• EXERCISE REQUIREMENTS: Rewrite every line of the items below as a numbered list, omitting any blank lines.

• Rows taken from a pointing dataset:

=====

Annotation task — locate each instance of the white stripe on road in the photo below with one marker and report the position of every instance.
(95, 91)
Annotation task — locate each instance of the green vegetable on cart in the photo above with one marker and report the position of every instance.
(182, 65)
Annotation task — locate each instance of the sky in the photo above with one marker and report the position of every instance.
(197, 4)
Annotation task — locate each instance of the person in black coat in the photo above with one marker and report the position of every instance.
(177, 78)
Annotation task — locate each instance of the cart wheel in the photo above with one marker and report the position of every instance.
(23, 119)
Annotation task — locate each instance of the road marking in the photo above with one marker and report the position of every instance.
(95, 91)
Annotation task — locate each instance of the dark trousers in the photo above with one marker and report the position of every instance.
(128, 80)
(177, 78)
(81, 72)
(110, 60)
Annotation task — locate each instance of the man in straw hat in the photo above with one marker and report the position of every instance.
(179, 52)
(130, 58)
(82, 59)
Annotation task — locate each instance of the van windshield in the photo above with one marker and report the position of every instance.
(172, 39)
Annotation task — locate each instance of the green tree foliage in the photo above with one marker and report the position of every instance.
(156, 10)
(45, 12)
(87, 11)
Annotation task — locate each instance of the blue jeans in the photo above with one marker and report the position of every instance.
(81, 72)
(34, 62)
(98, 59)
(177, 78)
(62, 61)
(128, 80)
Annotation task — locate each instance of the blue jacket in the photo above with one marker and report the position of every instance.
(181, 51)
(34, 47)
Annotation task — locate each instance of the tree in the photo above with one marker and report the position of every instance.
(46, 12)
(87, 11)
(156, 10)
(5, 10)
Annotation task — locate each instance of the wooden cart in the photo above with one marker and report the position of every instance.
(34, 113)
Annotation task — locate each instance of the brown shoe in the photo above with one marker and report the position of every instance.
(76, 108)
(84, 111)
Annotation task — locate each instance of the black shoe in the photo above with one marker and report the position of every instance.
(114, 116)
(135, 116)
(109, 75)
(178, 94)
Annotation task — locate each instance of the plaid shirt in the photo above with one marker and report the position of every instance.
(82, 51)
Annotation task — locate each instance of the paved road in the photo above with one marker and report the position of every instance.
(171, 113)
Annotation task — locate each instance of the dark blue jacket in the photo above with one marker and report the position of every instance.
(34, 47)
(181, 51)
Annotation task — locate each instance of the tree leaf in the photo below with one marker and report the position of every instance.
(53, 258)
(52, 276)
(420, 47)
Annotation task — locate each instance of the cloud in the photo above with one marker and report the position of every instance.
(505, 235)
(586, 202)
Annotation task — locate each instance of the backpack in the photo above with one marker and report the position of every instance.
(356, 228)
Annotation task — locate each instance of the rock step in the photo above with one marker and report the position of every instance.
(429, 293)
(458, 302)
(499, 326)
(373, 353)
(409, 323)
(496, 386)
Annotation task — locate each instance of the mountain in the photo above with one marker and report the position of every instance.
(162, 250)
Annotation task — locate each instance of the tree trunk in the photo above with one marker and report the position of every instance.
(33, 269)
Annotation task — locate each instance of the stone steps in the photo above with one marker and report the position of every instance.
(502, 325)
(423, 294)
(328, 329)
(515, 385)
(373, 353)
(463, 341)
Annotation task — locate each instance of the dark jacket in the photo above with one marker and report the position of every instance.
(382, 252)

=====

• RESPONSE TO THE EXERCISE:
1. Annotation task — locate each instance of the white stripe on road in the photo below with one marker and report the position of every instance.
2. (95, 91)
3. Annotation task — locate each instance of the green vegetable on cart in the photo above with one marker and report the position of every instance.
4. (182, 65)
5. Annotation task — locate each instance of the sky in the photo above with one marker and report the position of every instance.
6. (197, 4)
7. Annotation task — locate each instance of the person in black coat in the photo above with one marker and report the position of every instance.
8. (177, 78)
9. Annotation task — locate each instance of the cart wheel in the photo above with one marker and report the position of every instance.
10. (23, 119)
11. Annotation task — locate each instance of the road marking in the photo above with one marker and report the position of every instance.
12. (95, 91)
13. Annotation task — locate each instance of the dark trousers in the photo above with one marker and report the position of every instance.
14. (128, 80)
15. (177, 78)
16. (81, 72)
17. (110, 60)
18. Annotation task — locate each instance of the man in straw hat in the photo above with one marker and report the position of every instance.
19. (179, 52)
20. (130, 58)
21. (82, 59)
22. Annotation task — locate each instance of the van windshield in the photo above with one marker and report the position of every instance.
23. (172, 39)
24. Annotation task — locate each instance of the green tree foliage in the photo above with one marker and report the position of every instance.
25. (156, 10)
26. (45, 12)
27. (87, 11)
28. Annotation task — locate each instance of the blue jeans in the photo above with one marker and report the position of every instance.
29. (81, 72)
30. (34, 62)
31. (98, 59)
32. (177, 78)
33. (62, 61)
34. (128, 80)
35. Annotation task — locate each instance of the blue jacket in the photo above with one marker and report the position of every instance.
36. (181, 51)
37. (34, 47)
38. Annotation task — locate each instance of the tree in the photo above with one marker and report the position of every instance.
39. (46, 12)
40. (87, 11)
41. (156, 10)
42. (5, 10)
43. Annotation task — locate each instance of the wooden cart in the photo above with one marker and report the position of every instance.
44. (34, 113)
45. Annotation task — locate each instance of the brown shoe in the photo above with one marker and report the position of every instance.
46. (76, 108)
47. (84, 111)
48. Annotation task — locate each instance of the black shoe in the photo above with one marker and report the position of every instance.
49. (114, 116)
50. (135, 116)
51. (109, 75)
52. (178, 94)
53. Annotation task — locate each instance of the plaid shirt in the photo above with one marker and report the position of every instance.
54. (82, 51)
55. Annotation task — locate each instance of the paved road in the photo above with one marker and report the position of every instance.
56. (171, 113)
57. Annotation task — locate each instance of the dark blue jacket in the photo above with one marker and report the position of every instance.
58. (34, 47)
59. (181, 51)
60. Annotation task — locate each instance of the tree leaf in the photo below with one marker and report the position of every instance.
61. (53, 258)
62. (52, 276)
63. (420, 47)
64. Annotation task — locate each instance of the cloud in the photo above with one marker and report the position of every instance.
65. (505, 235)
66. (586, 202)
67. Annotation task — locate each instance of the backpack in the photo above with one marker and report the position of every instance.
68. (356, 228)
69. Annotation task — locate each instance of the rock step in the photo above with one marker and report the position of every instance.
70. (429, 293)
71. (458, 302)
72. (499, 326)
73. (373, 353)
74. (409, 323)
75. (496, 386)
76. Annotation task — locate each instance of the mountain in the photo above with one marker and report the position of every instance.
77. (162, 250)
78. Annotation task — locate each instance of the tree trunk in the photo above with one marker and report the position of every instance.
79. (33, 269)
80. Annotation task — locate each instance of the stone steps in the photo above with one marker and report the position of every instance.
81. (502, 325)
82. (423, 294)
83. (328, 329)
84. (515, 385)
85. (373, 353)
86. (463, 341)
87. Annotation task — locate each instance of the dark jacket in the photo above with one marker and report the position of every instance.
88. (382, 252)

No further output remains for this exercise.